Leave out pictures; repeat exactly the lines from the "stainless steel range" line through the last of the data below.

Region pointing data:
────
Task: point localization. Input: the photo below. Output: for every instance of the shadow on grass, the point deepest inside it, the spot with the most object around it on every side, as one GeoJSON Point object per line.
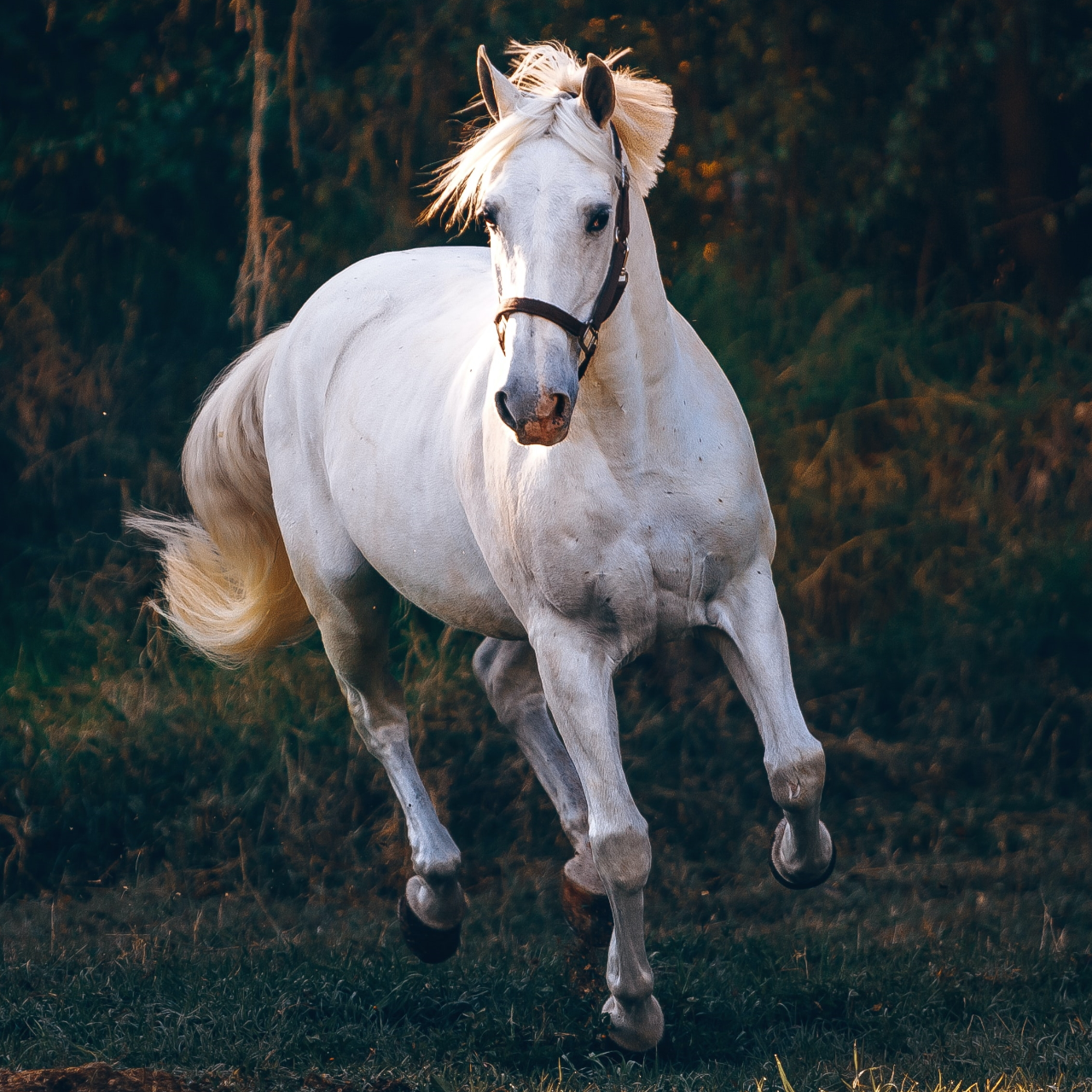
{"type": "Point", "coordinates": [209, 990]}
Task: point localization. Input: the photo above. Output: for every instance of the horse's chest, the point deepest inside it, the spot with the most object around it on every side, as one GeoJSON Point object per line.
{"type": "Point", "coordinates": [634, 580]}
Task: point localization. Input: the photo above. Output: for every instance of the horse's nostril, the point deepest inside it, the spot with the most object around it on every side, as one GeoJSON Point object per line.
{"type": "Point", "coordinates": [506, 416]}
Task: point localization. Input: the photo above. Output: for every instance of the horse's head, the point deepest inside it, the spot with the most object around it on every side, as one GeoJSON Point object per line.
{"type": "Point", "coordinates": [549, 179]}
{"type": "Point", "coordinates": [550, 214]}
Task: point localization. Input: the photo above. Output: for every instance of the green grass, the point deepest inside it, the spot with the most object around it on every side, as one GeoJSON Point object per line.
{"type": "Point", "coordinates": [210, 989]}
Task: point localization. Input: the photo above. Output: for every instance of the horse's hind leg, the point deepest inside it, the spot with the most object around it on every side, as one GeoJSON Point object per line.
{"type": "Point", "coordinates": [509, 675]}
{"type": "Point", "coordinates": [751, 636]}
{"type": "Point", "coordinates": [354, 620]}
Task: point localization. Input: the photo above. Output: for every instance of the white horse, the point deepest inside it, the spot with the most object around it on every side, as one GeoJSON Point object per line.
{"type": "Point", "coordinates": [388, 440]}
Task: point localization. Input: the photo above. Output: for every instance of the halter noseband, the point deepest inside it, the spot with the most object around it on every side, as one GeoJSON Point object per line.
{"type": "Point", "coordinates": [585, 334]}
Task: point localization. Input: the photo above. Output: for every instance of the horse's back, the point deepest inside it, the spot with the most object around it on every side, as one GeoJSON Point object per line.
{"type": "Point", "coordinates": [363, 409]}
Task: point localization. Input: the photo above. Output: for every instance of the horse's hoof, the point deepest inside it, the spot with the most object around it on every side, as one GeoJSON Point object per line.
{"type": "Point", "coordinates": [799, 882]}
{"type": "Point", "coordinates": [428, 944]}
{"type": "Point", "coordinates": [638, 1026]}
{"type": "Point", "coordinates": [588, 912]}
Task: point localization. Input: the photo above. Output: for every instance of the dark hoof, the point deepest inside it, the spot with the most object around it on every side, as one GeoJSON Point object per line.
{"type": "Point", "coordinates": [588, 913]}
{"type": "Point", "coordinates": [799, 885]}
{"type": "Point", "coordinates": [428, 944]}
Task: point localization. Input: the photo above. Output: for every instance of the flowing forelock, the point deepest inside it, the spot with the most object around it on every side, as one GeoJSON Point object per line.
{"type": "Point", "coordinates": [550, 75]}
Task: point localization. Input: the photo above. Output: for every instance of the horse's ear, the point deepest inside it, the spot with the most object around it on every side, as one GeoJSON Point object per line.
{"type": "Point", "coordinates": [597, 90]}
{"type": "Point", "coordinates": [500, 96]}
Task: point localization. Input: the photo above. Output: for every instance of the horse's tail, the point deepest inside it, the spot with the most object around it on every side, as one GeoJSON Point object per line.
{"type": "Point", "coordinates": [227, 585]}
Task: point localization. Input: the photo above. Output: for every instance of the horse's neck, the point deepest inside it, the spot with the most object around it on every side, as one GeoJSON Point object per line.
{"type": "Point", "coordinates": [638, 351]}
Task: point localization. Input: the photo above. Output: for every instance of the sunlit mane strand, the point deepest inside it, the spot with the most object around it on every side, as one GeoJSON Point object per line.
{"type": "Point", "coordinates": [550, 75]}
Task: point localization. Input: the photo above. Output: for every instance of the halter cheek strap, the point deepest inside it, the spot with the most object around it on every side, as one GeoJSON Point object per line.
{"type": "Point", "coordinates": [585, 334]}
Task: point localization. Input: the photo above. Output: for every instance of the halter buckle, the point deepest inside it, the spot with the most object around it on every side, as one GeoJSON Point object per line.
{"type": "Point", "coordinates": [588, 341]}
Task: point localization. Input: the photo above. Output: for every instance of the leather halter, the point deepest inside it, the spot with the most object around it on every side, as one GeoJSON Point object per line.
{"type": "Point", "coordinates": [585, 334]}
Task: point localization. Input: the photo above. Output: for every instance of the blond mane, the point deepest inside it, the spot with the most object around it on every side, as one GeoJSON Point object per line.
{"type": "Point", "coordinates": [550, 75]}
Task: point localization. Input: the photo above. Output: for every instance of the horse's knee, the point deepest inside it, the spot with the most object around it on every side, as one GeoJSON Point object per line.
{"type": "Point", "coordinates": [623, 855]}
{"type": "Point", "coordinates": [485, 662]}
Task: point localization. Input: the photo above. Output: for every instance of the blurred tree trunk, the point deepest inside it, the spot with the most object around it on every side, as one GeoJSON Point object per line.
{"type": "Point", "coordinates": [1025, 160]}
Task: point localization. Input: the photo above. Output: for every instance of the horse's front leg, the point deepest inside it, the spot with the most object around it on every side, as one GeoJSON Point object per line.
{"type": "Point", "coordinates": [577, 681]}
{"type": "Point", "coordinates": [509, 675]}
{"type": "Point", "coordinates": [751, 636]}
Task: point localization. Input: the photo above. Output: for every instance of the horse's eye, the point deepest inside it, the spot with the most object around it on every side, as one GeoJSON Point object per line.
{"type": "Point", "coordinates": [599, 221]}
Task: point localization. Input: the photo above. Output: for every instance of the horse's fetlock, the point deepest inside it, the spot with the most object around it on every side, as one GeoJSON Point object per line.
{"type": "Point", "coordinates": [798, 785]}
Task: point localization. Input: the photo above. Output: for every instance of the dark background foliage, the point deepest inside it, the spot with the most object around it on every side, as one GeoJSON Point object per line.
{"type": "Point", "coordinates": [878, 218]}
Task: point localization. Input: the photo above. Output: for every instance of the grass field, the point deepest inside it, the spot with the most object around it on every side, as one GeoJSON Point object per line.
{"type": "Point", "coordinates": [241, 993]}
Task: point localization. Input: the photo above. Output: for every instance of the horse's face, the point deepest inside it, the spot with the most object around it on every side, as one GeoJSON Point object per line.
{"type": "Point", "coordinates": [550, 215]}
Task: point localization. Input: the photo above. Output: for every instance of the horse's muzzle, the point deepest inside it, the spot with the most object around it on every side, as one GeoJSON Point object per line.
{"type": "Point", "coordinates": [544, 421]}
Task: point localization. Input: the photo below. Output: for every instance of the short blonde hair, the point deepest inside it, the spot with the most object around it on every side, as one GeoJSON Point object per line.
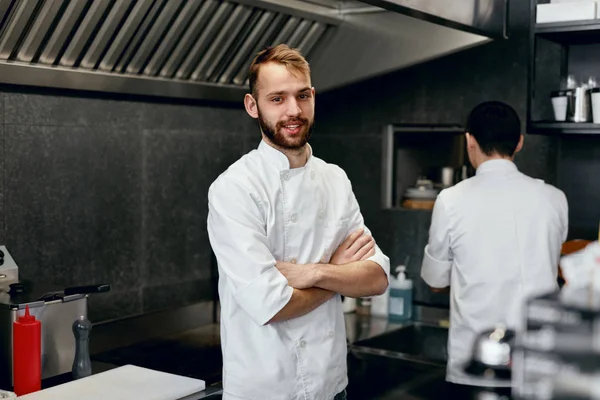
{"type": "Point", "coordinates": [282, 54]}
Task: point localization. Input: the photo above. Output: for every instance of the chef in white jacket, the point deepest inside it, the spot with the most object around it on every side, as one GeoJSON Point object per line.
{"type": "Point", "coordinates": [495, 238]}
{"type": "Point", "coordinates": [289, 239]}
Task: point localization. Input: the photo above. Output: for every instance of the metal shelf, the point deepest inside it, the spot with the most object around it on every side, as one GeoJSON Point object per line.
{"type": "Point", "coordinates": [571, 32]}
{"type": "Point", "coordinates": [551, 127]}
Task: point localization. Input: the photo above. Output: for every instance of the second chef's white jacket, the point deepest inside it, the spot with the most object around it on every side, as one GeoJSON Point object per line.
{"type": "Point", "coordinates": [495, 239]}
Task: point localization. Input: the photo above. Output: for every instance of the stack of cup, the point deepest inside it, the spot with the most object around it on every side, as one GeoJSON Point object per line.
{"type": "Point", "coordinates": [559, 104]}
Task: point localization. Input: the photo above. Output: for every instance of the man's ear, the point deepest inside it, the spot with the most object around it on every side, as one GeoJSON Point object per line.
{"type": "Point", "coordinates": [471, 142]}
{"type": "Point", "coordinates": [520, 144]}
{"type": "Point", "coordinates": [251, 105]}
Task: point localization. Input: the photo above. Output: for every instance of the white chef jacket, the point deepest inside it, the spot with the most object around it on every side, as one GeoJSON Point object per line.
{"type": "Point", "coordinates": [495, 239]}
{"type": "Point", "coordinates": [261, 211]}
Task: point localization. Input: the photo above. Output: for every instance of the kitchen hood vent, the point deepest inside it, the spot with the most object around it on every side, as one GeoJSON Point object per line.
{"type": "Point", "coordinates": [201, 49]}
{"type": "Point", "coordinates": [181, 48]}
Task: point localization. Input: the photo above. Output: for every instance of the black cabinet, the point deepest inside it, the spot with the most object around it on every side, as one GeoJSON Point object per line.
{"type": "Point", "coordinates": [557, 50]}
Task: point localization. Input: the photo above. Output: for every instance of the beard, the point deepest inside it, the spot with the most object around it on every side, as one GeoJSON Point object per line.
{"type": "Point", "coordinates": [278, 138]}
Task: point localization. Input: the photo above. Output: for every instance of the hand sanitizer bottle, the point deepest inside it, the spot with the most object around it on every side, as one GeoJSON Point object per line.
{"type": "Point", "coordinates": [400, 308]}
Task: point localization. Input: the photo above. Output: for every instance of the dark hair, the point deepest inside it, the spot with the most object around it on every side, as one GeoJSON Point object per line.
{"type": "Point", "coordinates": [496, 127]}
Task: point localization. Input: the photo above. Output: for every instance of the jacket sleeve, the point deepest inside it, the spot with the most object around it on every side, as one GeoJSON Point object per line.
{"type": "Point", "coordinates": [437, 261]}
{"type": "Point", "coordinates": [237, 234]}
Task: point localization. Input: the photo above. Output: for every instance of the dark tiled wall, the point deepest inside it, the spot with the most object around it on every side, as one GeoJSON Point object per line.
{"type": "Point", "coordinates": [103, 190]}
{"type": "Point", "coordinates": [350, 122]}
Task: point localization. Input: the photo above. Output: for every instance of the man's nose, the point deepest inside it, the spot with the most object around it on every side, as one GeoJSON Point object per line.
{"type": "Point", "coordinates": [293, 108]}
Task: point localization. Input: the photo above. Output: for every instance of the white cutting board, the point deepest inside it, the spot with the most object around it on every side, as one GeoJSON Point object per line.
{"type": "Point", "coordinates": [128, 382]}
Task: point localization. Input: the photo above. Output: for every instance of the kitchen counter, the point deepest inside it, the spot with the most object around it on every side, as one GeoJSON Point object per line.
{"type": "Point", "coordinates": [377, 368]}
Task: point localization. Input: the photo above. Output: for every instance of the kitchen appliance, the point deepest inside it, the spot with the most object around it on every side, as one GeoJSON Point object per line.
{"type": "Point", "coordinates": [55, 309]}
{"type": "Point", "coordinates": [492, 354]}
{"type": "Point", "coordinates": [421, 196]}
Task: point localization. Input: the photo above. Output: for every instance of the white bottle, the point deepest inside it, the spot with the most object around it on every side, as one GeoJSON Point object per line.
{"type": "Point", "coordinates": [400, 295]}
{"type": "Point", "coordinates": [380, 304]}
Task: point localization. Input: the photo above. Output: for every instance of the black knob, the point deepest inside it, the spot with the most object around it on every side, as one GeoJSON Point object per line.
{"type": "Point", "coordinates": [16, 288]}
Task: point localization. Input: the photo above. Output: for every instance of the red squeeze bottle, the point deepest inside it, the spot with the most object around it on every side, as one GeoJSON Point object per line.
{"type": "Point", "coordinates": [27, 354]}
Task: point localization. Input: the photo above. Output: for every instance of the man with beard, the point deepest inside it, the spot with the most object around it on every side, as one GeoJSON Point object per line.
{"type": "Point", "coordinates": [290, 240]}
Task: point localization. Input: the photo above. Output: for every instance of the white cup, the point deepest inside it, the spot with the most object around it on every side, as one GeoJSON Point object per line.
{"type": "Point", "coordinates": [559, 105]}
{"type": "Point", "coordinates": [595, 105]}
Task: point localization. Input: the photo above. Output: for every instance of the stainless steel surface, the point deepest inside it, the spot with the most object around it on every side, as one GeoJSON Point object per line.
{"type": "Point", "coordinates": [415, 342]}
{"type": "Point", "coordinates": [387, 167]}
{"type": "Point", "coordinates": [579, 107]}
{"type": "Point", "coordinates": [484, 17]}
{"type": "Point", "coordinates": [172, 48]}
{"type": "Point", "coordinates": [202, 49]}
{"type": "Point", "coordinates": [125, 332]}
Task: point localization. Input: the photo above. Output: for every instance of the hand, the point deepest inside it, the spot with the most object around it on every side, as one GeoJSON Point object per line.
{"type": "Point", "coordinates": [356, 247]}
{"type": "Point", "coordinates": [299, 276]}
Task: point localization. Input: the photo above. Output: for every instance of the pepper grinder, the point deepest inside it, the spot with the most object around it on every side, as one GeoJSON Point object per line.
{"type": "Point", "coordinates": [82, 365]}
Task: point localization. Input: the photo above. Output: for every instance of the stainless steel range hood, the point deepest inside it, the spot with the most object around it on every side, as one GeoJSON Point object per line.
{"type": "Point", "coordinates": [201, 49]}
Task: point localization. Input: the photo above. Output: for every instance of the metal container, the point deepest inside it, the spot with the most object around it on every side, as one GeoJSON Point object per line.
{"type": "Point", "coordinates": [492, 354]}
{"type": "Point", "coordinates": [579, 104]}
{"type": "Point", "coordinates": [56, 310]}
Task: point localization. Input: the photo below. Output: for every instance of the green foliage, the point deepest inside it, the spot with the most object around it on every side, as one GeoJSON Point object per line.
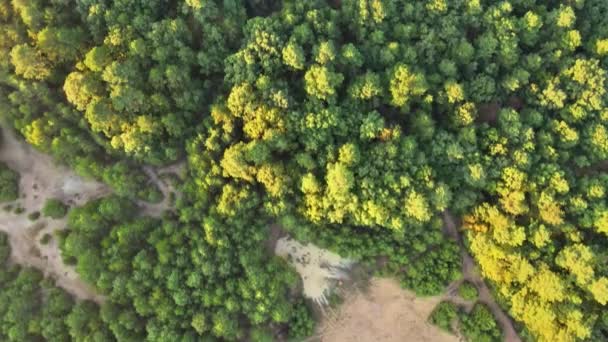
────
**Exercise output:**
Task: point localization. Input: the photo above. Output: for every instance of the stainless steel range hood, the point deepest inside it, the spot with the most object around it on every side, as one GeoJSON Point object per line.
{"type": "Point", "coordinates": [201, 49]}
Task: point localization. Input: the photo above. Output: for every instance of the metal container, the point deepest inside it, the spot with the most object around it on every side, as one GeoJSON Point object per line.
{"type": "Point", "coordinates": [492, 354]}
{"type": "Point", "coordinates": [579, 104]}
{"type": "Point", "coordinates": [56, 310]}
Task: point localization. Input: the photo below. Output: for every instance of the green foliage, the point deepest inside it, the spot with the most object around it on every side, as one GeoJSON Point object per line.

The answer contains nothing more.